List every line of the entries below that contains the string "left". Case counts.
⁂
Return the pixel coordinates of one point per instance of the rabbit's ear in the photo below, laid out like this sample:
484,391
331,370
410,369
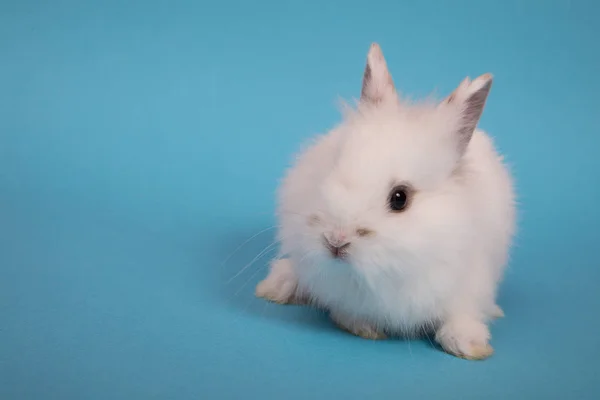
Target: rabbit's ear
377,85
468,100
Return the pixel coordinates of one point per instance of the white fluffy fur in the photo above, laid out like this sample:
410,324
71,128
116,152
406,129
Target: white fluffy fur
437,264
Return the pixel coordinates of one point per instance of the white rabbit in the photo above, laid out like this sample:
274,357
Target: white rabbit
399,220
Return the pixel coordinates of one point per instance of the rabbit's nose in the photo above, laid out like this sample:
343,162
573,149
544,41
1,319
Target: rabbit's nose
337,246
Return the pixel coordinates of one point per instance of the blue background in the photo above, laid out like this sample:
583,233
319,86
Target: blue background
141,142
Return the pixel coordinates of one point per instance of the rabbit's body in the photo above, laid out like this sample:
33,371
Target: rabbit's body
433,261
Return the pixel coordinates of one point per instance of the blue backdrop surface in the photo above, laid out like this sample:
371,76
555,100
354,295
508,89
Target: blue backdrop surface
141,142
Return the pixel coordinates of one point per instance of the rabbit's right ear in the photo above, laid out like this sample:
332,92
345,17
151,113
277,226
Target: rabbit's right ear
377,85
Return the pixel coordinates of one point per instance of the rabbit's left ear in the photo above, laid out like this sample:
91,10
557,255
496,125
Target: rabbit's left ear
377,85
468,100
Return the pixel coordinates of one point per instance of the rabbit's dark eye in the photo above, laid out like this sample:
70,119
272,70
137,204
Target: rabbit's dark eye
398,198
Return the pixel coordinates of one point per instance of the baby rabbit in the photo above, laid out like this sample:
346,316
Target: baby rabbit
399,220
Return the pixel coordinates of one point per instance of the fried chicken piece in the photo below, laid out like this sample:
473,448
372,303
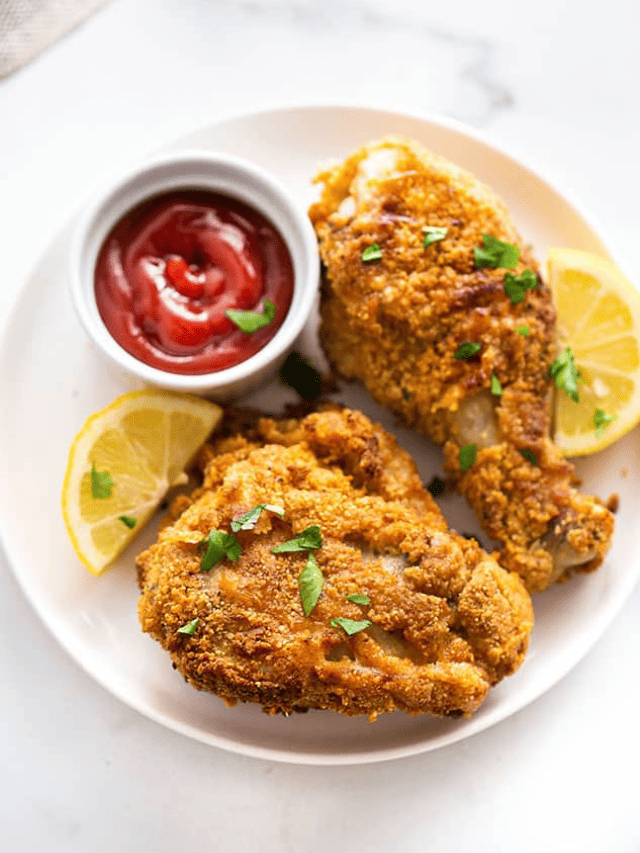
⁂
■ In response ■
Return the pixel coordinates of one point per instance of the rabbit's left ear in the photo above, laid out like this sample:
Target: rabbit's left ear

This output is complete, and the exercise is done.